What is needed:
Could you give back every record below exactly, leaving out the pictures?

----

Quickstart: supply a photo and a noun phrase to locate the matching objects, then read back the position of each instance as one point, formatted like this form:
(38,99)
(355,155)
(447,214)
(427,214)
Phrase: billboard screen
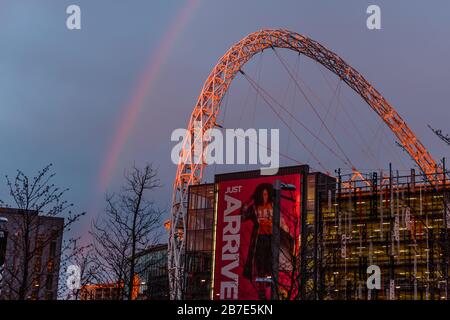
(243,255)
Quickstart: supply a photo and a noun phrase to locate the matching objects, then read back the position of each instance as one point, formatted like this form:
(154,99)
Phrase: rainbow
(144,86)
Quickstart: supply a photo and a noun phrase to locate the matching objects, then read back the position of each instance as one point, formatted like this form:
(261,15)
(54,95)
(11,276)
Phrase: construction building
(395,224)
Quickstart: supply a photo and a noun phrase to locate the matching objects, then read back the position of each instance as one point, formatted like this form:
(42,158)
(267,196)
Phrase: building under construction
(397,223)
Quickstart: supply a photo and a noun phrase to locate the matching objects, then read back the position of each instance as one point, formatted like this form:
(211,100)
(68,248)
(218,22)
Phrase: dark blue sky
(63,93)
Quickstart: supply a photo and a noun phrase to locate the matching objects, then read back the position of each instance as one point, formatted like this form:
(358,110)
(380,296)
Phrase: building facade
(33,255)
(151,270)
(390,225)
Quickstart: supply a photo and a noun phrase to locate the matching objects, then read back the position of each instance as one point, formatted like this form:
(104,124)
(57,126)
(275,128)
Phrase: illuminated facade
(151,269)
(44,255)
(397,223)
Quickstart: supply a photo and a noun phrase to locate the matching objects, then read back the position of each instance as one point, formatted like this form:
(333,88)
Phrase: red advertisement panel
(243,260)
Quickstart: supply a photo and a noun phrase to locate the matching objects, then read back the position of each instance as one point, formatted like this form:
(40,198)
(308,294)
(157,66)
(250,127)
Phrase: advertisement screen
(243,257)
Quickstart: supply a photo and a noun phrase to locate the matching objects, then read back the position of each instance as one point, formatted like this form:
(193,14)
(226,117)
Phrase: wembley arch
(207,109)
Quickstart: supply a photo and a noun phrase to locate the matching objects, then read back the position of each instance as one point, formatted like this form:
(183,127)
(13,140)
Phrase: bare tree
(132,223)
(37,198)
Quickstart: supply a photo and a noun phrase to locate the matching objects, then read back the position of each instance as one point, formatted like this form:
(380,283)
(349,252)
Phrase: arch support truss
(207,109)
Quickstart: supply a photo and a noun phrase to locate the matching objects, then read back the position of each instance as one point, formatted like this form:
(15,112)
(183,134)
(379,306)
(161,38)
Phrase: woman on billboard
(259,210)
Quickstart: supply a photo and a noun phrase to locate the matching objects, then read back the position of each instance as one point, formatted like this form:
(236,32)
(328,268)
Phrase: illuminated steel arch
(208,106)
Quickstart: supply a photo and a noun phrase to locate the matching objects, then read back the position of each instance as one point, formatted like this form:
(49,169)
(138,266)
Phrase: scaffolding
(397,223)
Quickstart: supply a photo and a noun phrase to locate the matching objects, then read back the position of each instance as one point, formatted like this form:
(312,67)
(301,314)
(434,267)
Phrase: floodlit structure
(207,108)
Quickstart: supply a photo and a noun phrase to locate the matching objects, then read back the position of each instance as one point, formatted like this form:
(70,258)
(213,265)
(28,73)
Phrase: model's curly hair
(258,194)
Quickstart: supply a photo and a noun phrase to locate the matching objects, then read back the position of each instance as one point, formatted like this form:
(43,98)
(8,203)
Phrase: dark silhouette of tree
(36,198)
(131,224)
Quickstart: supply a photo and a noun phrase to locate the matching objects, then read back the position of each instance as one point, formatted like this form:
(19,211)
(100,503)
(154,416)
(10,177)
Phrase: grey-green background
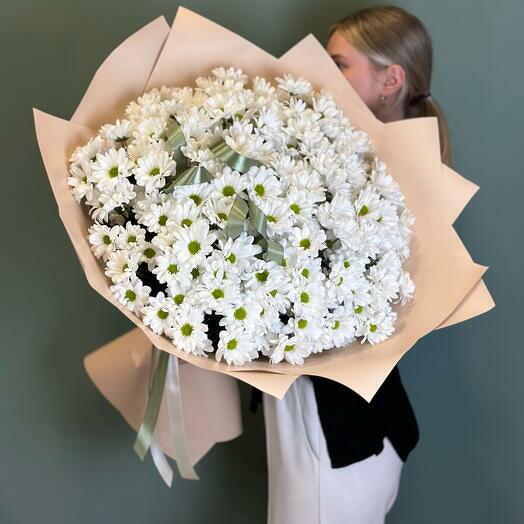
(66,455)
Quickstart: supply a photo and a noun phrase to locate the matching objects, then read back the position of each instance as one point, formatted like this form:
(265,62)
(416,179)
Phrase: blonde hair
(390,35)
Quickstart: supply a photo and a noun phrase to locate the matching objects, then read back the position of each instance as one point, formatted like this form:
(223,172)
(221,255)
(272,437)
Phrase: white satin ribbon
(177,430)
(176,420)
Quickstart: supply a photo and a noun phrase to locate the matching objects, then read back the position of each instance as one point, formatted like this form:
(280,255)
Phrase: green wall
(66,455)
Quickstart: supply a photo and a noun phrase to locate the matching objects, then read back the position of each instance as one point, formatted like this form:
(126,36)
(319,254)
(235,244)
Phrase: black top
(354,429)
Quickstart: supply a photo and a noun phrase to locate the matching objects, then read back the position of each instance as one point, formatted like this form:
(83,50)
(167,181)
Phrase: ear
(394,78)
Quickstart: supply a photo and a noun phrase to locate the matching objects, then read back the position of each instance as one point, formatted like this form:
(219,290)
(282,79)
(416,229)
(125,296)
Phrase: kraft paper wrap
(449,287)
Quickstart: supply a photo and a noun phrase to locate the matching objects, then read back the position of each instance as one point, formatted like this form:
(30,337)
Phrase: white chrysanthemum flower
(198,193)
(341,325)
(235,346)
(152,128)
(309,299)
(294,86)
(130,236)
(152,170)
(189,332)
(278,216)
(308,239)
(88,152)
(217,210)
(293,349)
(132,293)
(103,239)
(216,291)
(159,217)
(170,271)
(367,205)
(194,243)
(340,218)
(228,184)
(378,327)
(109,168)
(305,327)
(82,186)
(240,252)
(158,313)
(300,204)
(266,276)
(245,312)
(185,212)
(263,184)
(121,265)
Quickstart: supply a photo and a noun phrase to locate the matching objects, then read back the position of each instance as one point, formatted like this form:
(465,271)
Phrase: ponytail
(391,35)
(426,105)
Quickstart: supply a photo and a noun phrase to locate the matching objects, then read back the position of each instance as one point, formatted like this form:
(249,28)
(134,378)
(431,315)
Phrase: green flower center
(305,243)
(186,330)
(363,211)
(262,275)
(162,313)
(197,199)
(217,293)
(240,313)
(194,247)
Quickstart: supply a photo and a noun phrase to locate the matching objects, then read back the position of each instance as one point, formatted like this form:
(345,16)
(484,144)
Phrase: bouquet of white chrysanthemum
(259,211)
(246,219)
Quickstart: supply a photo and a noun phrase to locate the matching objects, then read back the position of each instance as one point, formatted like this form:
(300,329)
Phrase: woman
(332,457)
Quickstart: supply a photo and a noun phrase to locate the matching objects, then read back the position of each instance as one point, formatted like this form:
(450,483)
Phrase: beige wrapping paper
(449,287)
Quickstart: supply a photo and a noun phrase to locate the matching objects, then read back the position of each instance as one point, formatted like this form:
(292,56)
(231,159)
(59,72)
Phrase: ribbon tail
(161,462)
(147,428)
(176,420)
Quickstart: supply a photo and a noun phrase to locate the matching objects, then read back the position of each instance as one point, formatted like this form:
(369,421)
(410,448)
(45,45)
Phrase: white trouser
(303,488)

----

Written response:
Quickstart: supply a photo and a noun phrase to locate the matching objects, then read back the position of each instance as one point, formatted like this form:
(38,99)
(355,155)
(447,214)
(427,214)
Phrase: billboard screen
(243,255)
Quickstart: supply a photo and a noun phrase to locate the matching objects, then read back the position of each instance as one point, formatted like this form:
(154,99)
Phrase: rainbow
(144,86)
Quickstart: supply a photo and a noun phrase to locate the matching objects, then read back the position of each instance as one point, formatted like this form:
(261,15)
(54,95)
(11,276)
Phrase: construction building
(395,224)
Quickstart: supply a photo and a noun phrase to locate the matching objects, then read back the position of each instance as one point, formatted like this form:
(42,158)
(267,196)
Phrase: building under construction
(397,223)
Quickstart: supply a photo and a noun phrase to locate the matching objects, then read back the position of each instance as one point, formatted like this form:
(211,100)
(68,248)
(218,22)
Phrase: dark blue sky
(63,93)
Quickstart: supply a photo and a noun phrase to locate the matching objects, then read back the position of each instance as one point, formatted like this form:
(358,110)
(380,296)
Phrase: building facade
(33,255)
(151,270)
(390,225)
Quickstart: supply a photo and a noun phrase to locate the matching objects, then read back the position of each instance as one point, formatted like this form:
(104,124)
(57,126)
(275,128)
Phrase: illuminated facade
(151,269)
(44,255)
(397,223)
Quickstart: supply a photo and a noun phrase to locate the matching objects, then read back the position of each instance as one point, formatted like this form:
(333,88)
Phrase: red advertisement panel
(243,260)
Quickstart: supply a photo and a noun phrase to locate the matching objects, then read back the position of each instance as one point, formatted like this form:
(40,198)
(308,294)
(157,66)
(250,127)
Phrase: advertisement screen
(243,257)
Quickstart: supply a photo and a noun phrase to locate the matching objects, then read back the position of each instance as one point, formatted like this form:
(193,14)
(226,117)
Phrase: wembley arch
(207,109)
Quickstart: supply a photo and a noun phrase to locate the matching objects, then read back the position of each instance as one point, formatted like this form:
(183,127)
(13,140)
Phrase: bare tree
(132,223)
(37,198)
Quickstart: supply a photo and a noun phrase to locate the matching objects, then read back the position of each instance as one point, formatted like this form:
(380,283)
(349,252)
Phrase: arch support truss
(207,109)
Quickstart: supply a photo and a noun phrase to locate the matching objects, then read back the position of each instance as one point, formatted like this form:
(15,112)
(183,134)
(379,306)
(161,38)
Phrase: woman on billboard
(259,210)
Quickstart: supply a photo and a noun phrase to locate the matching objects, then read back the position of each instance as one point, formatted like this form:
(236,32)
(328,268)
Phrase: illuminated steel arch
(208,106)
Quickstart: supply a photo and a noun phrase to locate the matching objects, then read back the position of each instance as one point, formatted like this form:
(49,169)
(138,266)
Phrase: scaffolding
(397,223)
Quickstart: supply a photo and a noun phrase to locate the matching objects, then read back the position of each instance as one point, formatted like this form:
(312,67)
(301,314)
(434,267)
Phrase: floodlit structure
(207,108)
Quickstart: supply a photo and a noun phrase to locate the matching objects, then read back the position of each instance as one point, formatted like this form:
(70,258)
(213,265)
(28,73)
Phrase: model's curly hair
(258,194)
Quickstart: supply a photo and a noun phrase to locate the matching objects, then read back the position of each instance as one point, formatted like this form:
(43,98)
(8,203)
Phrase: dark silhouette of tree
(36,198)
(131,224)
Quickstart: supply a photo and a noun phrase to locate the matching objects, then read back the position of each instance as one point, formatted like this form:
(19,211)
(100,503)
(154,416)
(10,177)
Phrase: grey-green background
(66,455)
Quickstart: supply a photo and a noun phrase to locate the matching objects, then read back the position of each instance as one point, formatted like this form:
(265,62)
(416,179)
Phrase: blonde hair
(390,35)
Quickstart: supply a photo and a noun phrase to locate the matching objects, then read back the position of each instance as one point, formatted like this form:
(223,172)
(221,255)
(272,437)
Phrase: white satin ribbon
(177,430)
(176,420)
Quickstart: supply a photo and a noun phrase to locate the matching objects, then read back the position of each instance as one point, formatted like this form:
(280,255)
Phrase: green wall
(66,455)
Quickstart: supply a photo and a noun phrase to locate the matching objects, then read back the position of each instance as one point, formatted like this form:
(126,36)
(319,254)
(235,244)
Phrase: black top
(354,429)
Quickstart: supply a photo and a noun phrase to locate the matching objects, then read back the position of each instance as one point, formatted like this form:
(83,50)
(167,181)
Phrase: ear
(394,78)
Quickstart: supply a photo and a noun phrase to locate the matching objects, then read back the position of each instance as one point, formatted like this form:
(219,290)
(282,79)
(416,229)
(125,296)
Phrase: kraft paper wrap
(449,287)
Quickstart: supply a photo and a noun phrase to locate the matching objects, then read back the position of each instance as one point, formatted like this form:
(30,337)
Phrase: white chrysanthemum flower
(198,193)
(341,325)
(235,346)
(152,128)
(309,299)
(294,86)
(130,236)
(152,170)
(189,332)
(278,216)
(308,239)
(88,152)
(217,210)
(293,349)
(132,293)
(103,239)
(216,291)
(159,217)
(170,271)
(367,205)
(194,243)
(340,218)
(228,184)
(378,327)
(109,168)
(305,327)
(82,186)
(240,252)
(158,313)
(300,204)
(266,276)
(245,312)
(185,212)
(263,184)
(121,265)
Quickstart: supply a photo and a noun phrase to locate the matching objects, then read back the position of each instance as one point, formatted like this form:
(465,271)
Phrase: ponytail
(391,35)
(426,105)
Quickstart: supply a photo and a noun phrase to locate the matching objects, then read back the position of each instance as one point, formatted like this form:
(249,28)
(134,378)
(431,315)
Phrase: green flower center
(305,243)
(186,330)
(363,211)
(262,275)
(162,313)
(197,199)
(217,293)
(240,313)
(194,247)
Quickstart: supply a photo and a noun phrase to locate the matching objects, then read back the position of each instance as one point, formatted like this form:
(345,16)
(484,144)
Phrase: bouquet of white chrysanthemum
(259,211)
(246,219)
Quickstart: supply a photo and a noun phrase to locate the matching objects, then read back the position of each instance as one point, formatted like this form:
(300,329)
Phrase: woman
(332,457)
Quickstart: supply a photo and a noun phrase to locate the matching objects, then read back the position of each instance as one point, formatted like this form:
(450,483)
Phrase: beige wrapping paper
(449,287)
Quickstart: supply a photo and a noun phrase to locate the matching objects, then read back the position of each instance as one point, formatted like this form:
(292,56)
(231,159)
(59,72)
Phrase: ribbon tail
(161,462)
(147,428)
(176,420)
Quickstart: supply a photo and a noun phrase to locate the matching objects, then read back the position of each instance as one point, formatted like this form:
(369,421)
(410,448)
(45,45)
Phrase: white trouser
(303,488)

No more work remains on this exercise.